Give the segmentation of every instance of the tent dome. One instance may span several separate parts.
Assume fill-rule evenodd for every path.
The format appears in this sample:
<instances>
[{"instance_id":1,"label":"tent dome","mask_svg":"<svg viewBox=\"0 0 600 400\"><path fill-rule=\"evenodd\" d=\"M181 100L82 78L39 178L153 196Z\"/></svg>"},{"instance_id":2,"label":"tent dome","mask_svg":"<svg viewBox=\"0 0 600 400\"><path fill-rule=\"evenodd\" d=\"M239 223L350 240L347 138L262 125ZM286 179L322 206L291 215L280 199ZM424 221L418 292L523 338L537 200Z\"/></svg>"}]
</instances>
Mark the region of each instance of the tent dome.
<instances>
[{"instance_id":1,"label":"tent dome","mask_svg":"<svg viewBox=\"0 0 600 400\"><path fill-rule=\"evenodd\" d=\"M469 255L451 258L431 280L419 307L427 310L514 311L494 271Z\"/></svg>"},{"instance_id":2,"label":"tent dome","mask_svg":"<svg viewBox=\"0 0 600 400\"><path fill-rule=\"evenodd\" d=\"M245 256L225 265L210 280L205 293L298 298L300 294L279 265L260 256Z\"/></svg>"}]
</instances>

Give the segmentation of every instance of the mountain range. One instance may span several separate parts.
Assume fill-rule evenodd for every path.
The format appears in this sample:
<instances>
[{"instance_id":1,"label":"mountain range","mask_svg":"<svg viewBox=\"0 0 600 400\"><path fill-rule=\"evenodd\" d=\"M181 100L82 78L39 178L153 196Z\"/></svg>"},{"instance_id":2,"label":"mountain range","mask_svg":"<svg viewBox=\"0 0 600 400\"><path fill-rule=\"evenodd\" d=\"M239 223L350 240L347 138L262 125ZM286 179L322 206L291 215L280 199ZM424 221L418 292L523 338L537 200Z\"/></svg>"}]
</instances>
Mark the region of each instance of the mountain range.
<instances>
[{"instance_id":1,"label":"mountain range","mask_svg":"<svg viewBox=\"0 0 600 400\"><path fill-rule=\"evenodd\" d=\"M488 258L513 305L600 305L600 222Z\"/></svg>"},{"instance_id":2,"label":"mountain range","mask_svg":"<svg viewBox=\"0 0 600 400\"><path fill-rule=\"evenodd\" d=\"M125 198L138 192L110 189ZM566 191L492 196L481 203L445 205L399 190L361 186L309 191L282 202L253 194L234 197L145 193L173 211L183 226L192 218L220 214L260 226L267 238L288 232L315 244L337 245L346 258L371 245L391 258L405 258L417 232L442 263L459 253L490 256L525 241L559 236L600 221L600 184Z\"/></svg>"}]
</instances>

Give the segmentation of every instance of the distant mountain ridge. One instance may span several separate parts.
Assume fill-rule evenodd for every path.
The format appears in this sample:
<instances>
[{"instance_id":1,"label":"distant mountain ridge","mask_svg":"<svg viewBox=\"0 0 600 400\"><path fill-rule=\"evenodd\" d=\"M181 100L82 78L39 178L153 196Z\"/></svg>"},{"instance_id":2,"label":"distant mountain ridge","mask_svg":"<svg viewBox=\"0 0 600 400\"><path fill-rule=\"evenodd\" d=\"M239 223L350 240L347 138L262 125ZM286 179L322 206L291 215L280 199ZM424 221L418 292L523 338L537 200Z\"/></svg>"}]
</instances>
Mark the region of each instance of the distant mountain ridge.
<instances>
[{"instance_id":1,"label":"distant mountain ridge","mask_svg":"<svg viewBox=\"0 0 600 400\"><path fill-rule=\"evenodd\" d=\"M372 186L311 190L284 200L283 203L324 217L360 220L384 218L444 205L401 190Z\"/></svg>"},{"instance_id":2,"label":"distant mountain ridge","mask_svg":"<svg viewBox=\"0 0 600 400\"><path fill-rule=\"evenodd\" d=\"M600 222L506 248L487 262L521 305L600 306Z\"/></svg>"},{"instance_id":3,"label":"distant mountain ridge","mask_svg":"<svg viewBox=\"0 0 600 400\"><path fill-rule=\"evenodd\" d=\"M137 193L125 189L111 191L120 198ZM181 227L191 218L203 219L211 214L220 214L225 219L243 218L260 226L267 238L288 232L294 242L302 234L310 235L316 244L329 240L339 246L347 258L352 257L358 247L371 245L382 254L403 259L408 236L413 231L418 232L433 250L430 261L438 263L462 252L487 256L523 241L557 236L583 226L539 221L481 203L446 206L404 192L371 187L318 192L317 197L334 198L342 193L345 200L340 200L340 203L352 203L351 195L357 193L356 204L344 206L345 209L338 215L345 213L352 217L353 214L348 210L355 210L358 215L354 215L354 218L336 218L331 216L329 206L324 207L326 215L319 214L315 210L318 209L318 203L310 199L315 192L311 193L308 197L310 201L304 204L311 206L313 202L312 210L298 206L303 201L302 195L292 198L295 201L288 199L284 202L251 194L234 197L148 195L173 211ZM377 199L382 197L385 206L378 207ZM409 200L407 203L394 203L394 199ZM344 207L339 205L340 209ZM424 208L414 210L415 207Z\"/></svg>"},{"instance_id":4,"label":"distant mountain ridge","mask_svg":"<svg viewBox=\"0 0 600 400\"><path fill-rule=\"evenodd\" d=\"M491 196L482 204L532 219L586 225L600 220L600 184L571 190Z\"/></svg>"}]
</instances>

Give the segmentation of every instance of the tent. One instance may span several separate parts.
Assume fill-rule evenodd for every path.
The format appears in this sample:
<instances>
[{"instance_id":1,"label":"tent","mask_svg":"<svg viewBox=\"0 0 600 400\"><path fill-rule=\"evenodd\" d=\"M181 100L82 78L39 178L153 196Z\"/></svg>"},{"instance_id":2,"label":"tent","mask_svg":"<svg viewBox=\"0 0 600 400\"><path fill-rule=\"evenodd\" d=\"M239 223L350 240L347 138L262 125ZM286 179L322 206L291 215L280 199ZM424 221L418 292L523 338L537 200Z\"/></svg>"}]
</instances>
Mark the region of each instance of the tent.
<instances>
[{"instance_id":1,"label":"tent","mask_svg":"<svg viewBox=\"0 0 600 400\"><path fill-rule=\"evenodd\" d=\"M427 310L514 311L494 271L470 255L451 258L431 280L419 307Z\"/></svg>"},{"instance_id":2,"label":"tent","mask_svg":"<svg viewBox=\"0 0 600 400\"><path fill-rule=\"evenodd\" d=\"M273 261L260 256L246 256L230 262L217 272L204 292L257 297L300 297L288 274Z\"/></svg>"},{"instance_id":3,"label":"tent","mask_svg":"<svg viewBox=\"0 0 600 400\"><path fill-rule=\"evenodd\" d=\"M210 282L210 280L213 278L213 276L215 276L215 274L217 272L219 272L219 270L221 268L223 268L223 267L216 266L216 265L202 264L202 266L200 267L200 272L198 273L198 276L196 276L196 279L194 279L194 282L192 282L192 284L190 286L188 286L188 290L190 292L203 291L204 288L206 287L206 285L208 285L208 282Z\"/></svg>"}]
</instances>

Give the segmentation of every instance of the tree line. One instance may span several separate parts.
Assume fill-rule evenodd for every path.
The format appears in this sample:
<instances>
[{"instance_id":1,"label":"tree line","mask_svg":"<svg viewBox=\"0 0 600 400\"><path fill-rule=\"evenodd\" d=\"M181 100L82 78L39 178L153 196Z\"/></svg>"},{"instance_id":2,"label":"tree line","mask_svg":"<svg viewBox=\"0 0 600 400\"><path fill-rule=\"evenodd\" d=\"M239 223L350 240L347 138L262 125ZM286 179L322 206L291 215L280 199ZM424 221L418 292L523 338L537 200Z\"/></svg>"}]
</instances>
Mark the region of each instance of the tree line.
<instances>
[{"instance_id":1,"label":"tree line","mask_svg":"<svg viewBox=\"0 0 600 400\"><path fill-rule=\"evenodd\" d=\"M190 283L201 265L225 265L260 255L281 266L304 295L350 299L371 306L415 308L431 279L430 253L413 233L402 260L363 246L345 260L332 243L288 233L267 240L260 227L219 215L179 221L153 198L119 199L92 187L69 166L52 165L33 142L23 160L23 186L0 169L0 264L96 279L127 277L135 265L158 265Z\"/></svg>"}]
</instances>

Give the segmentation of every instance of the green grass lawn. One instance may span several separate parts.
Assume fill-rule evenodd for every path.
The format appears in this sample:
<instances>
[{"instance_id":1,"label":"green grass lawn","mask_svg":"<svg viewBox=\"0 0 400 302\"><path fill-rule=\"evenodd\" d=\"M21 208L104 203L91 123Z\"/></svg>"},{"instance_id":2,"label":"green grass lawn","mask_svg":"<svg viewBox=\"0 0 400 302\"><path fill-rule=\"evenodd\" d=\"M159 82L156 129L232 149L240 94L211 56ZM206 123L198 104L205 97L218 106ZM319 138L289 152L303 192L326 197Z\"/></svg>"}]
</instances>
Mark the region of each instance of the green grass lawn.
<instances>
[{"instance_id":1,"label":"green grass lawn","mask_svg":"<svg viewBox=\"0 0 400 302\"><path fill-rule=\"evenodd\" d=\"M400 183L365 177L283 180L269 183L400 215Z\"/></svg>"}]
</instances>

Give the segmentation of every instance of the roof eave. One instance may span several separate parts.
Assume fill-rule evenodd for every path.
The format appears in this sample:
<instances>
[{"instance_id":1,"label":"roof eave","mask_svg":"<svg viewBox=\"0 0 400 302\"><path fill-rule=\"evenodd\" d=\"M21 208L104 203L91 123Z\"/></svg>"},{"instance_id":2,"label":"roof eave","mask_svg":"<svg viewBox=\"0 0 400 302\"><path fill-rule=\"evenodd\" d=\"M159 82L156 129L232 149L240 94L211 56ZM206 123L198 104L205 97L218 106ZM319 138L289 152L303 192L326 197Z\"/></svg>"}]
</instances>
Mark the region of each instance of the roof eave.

--------

(DESCRIPTION OF THE TASK): Looking through the entries, count the lines that hold the word "roof" and state that count alone.

(COMPLETED TASK): 3